**Task data**
══════
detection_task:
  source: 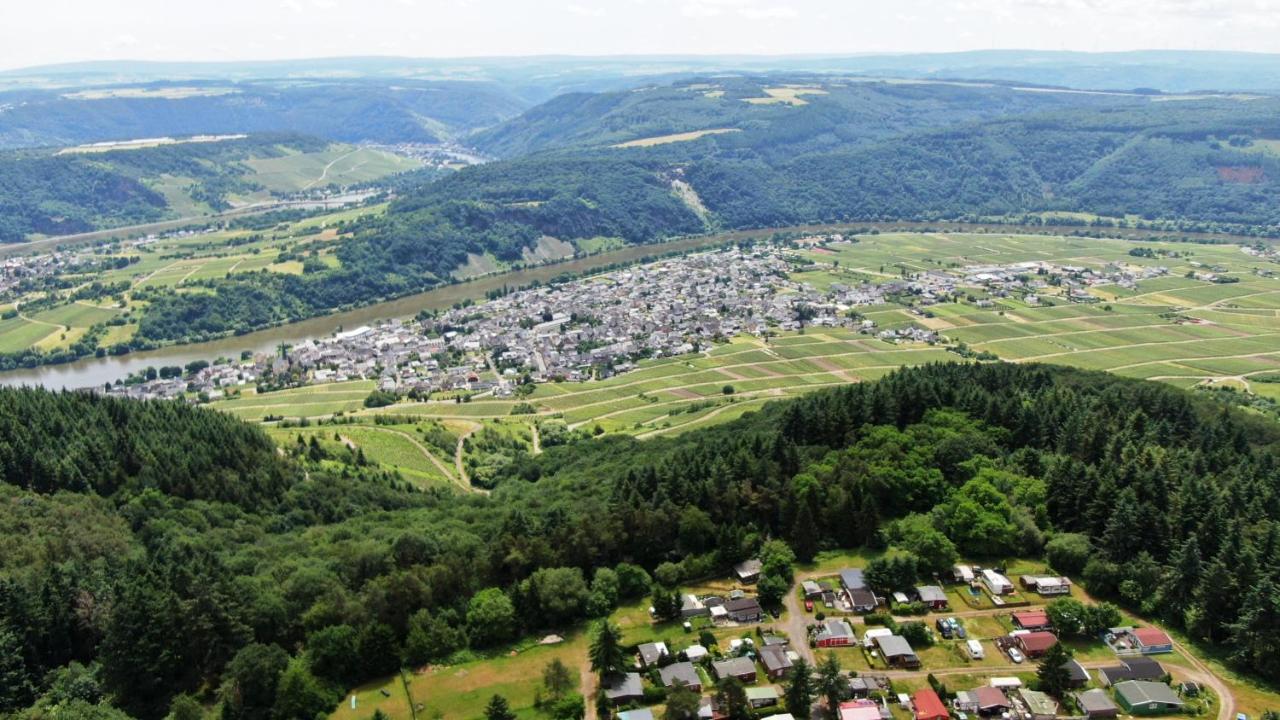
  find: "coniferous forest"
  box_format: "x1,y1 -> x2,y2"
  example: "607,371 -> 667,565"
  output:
0,364 -> 1280,720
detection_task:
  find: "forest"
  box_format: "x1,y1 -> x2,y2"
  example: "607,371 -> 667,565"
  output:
0,133 -> 329,242
0,364 -> 1280,720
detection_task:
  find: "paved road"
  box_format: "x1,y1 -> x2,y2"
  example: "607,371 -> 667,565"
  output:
783,573 -> 1235,720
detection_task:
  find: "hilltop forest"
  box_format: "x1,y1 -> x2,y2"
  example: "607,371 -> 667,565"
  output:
0,364 -> 1280,720
127,76 -> 1280,342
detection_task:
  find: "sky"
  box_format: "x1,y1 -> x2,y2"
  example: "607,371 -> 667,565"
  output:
0,0 -> 1280,69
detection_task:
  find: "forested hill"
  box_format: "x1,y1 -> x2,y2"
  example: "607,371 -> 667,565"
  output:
350,76 -> 1280,283
0,364 -> 1280,720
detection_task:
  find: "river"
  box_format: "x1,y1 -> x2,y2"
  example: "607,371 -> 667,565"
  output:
0,231 -> 757,389
0,222 -> 1247,389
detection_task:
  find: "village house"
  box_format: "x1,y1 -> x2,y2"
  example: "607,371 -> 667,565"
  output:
658,662 -> 703,693
712,657 -> 756,684
1115,680 -> 1183,715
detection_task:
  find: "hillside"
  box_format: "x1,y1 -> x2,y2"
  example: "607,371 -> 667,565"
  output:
0,135 -> 419,242
0,79 -> 527,150
0,364 -> 1280,720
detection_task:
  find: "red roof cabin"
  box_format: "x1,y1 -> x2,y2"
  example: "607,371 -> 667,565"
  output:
1018,630 -> 1057,657
911,688 -> 951,720
1014,610 -> 1053,630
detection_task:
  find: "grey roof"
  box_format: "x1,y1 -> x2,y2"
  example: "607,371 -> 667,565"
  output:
636,643 -> 667,665
712,657 -> 755,678
876,635 -> 915,657
760,644 -> 791,673
840,568 -> 867,589
915,585 -> 947,602
658,662 -> 703,688
604,673 -> 644,700
1075,688 -> 1119,712
1116,680 -> 1183,707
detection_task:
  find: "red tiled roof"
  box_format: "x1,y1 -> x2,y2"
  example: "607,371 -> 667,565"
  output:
1018,630 -> 1057,652
911,688 -> 951,720
1133,628 -> 1172,646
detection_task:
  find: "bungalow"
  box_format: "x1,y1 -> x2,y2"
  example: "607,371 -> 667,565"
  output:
814,618 -> 858,647
658,662 -> 703,693
1075,688 -> 1120,720
982,568 -> 1014,594
1116,680 -> 1183,715
1098,657 -> 1165,687
1018,575 -> 1071,596
746,685 -> 778,707
1014,630 -> 1057,657
712,657 -> 756,683
955,687 -> 1010,716
1062,659 -> 1089,688
636,642 -> 671,670
840,568 -> 867,591
733,557 -> 764,584
876,635 -> 920,670
680,594 -> 710,620
845,588 -> 879,612
760,644 -> 791,680
1014,688 -> 1057,720
911,688 -> 951,720
604,673 -> 644,705
1012,610 -> 1053,630
915,585 -> 947,610
1129,628 -> 1174,655
840,700 -> 881,720
724,597 -> 764,623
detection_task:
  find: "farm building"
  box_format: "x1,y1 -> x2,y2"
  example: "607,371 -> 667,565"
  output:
840,700 -> 881,720
1062,659 -> 1089,688
876,635 -> 920,669
658,662 -> 703,693
956,687 -> 1010,716
636,642 -> 671,670
814,618 -> 858,647
604,673 -> 644,705
712,657 -> 756,683
680,594 -> 710,620
724,597 -> 764,623
1098,657 -> 1165,687
1014,630 -> 1057,657
760,644 -> 791,680
1012,610 -> 1053,630
915,585 -> 947,610
982,568 -> 1014,594
746,685 -> 778,707
1115,680 -> 1183,715
733,557 -> 764,584
1018,575 -> 1071,596
1075,688 -> 1120,720
911,688 -> 951,720
1015,688 -> 1057,720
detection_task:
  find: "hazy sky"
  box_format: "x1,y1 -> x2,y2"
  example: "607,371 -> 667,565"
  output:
0,0 -> 1280,69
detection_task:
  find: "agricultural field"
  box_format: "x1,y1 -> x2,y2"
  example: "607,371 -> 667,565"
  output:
0,203 -> 385,352
207,233 -> 1280,445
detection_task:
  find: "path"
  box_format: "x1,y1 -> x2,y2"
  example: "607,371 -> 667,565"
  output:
302,147 -> 360,190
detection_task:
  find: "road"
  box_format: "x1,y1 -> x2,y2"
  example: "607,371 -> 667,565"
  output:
782,573 -> 1235,720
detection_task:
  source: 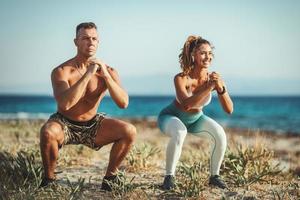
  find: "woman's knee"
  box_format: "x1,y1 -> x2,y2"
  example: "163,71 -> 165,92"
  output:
214,125 -> 227,149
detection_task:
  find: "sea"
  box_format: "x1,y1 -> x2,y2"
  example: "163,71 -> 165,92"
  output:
0,95 -> 300,134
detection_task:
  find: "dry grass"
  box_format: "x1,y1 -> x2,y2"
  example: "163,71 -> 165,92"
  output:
0,120 -> 300,200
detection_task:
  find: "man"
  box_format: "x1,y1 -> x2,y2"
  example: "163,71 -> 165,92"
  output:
40,22 -> 136,190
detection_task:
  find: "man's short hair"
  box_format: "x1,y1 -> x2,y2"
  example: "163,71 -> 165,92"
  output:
76,22 -> 97,37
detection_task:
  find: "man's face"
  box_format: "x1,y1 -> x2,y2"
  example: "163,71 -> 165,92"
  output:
75,28 -> 99,57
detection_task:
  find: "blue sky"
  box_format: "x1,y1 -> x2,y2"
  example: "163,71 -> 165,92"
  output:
0,0 -> 300,95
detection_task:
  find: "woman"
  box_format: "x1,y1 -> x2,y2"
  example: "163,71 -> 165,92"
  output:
158,36 -> 233,190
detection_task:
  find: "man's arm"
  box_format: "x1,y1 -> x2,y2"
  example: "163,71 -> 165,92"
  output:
51,68 -> 92,111
100,66 -> 129,108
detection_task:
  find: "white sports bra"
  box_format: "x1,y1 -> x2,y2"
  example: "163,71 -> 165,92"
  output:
188,76 -> 212,109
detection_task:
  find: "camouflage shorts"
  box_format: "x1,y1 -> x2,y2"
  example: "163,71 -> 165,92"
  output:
49,112 -> 105,150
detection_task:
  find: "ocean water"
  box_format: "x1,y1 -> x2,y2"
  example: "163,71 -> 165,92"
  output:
0,95 -> 300,134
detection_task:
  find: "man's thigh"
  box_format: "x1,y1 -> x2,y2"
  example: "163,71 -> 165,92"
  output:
95,118 -> 132,146
41,120 -> 65,145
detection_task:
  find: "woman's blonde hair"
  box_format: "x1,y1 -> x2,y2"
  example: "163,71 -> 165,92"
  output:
179,35 -> 213,75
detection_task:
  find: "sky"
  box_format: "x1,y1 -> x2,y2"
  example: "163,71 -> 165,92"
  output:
0,0 -> 300,95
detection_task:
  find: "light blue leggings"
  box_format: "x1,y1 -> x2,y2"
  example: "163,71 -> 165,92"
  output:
158,103 -> 227,175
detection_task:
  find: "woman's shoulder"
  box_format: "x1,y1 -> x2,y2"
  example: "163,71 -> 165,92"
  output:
174,72 -> 188,80
174,72 -> 188,85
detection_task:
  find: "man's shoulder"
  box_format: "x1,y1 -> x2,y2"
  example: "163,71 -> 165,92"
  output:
52,60 -> 74,73
52,59 -> 74,75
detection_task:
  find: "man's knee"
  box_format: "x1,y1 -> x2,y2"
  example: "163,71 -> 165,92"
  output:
40,123 -> 61,142
124,123 -> 137,142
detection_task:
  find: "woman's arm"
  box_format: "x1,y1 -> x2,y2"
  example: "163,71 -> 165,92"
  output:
174,74 -> 215,111
210,72 -> 233,114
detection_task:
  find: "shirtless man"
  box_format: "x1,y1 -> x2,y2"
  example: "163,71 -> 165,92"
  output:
40,22 -> 136,190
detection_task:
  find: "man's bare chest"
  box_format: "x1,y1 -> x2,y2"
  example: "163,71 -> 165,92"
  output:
69,76 -> 107,101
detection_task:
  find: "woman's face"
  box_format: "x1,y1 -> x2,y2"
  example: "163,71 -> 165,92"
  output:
194,44 -> 213,68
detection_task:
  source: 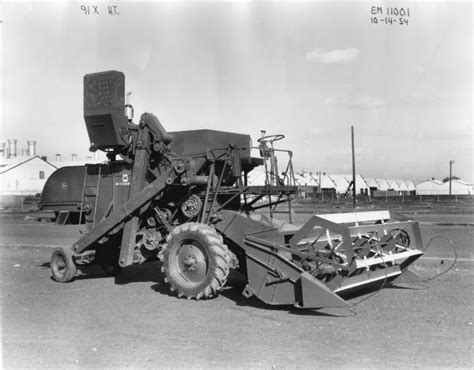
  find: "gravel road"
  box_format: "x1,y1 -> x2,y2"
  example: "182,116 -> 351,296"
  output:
0,215 -> 474,369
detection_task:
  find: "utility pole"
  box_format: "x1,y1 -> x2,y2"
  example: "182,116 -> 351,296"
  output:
318,171 -> 323,200
449,160 -> 456,196
351,126 -> 357,208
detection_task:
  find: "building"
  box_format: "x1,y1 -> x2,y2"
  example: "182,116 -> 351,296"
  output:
416,179 -> 443,195
440,180 -> 474,195
0,156 -> 57,195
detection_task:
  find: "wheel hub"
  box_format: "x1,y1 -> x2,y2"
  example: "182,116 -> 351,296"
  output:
176,244 -> 208,284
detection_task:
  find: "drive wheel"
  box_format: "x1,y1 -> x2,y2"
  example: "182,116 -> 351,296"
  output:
161,223 -> 231,299
50,248 -> 77,283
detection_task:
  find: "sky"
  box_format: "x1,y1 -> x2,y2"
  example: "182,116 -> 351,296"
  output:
0,1 -> 474,182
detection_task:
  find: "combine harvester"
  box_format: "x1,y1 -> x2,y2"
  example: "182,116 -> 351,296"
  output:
44,71 -> 423,308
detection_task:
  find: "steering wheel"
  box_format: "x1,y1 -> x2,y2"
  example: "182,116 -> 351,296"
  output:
257,134 -> 285,143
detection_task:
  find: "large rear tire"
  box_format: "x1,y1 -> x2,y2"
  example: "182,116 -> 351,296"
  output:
50,248 -> 77,283
161,223 -> 231,299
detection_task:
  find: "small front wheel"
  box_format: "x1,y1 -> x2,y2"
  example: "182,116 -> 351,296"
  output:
50,248 -> 77,283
══════
**Objective**
Filter the entries above and copy every line that contains the string "woman".

**Output of the exercise**
  find: "woman's knee"
  find: "woman"
  find: "woman's blonde hair"
  find: "woman's shoulder"
  find: "woman's arm"
  find: "woman's face"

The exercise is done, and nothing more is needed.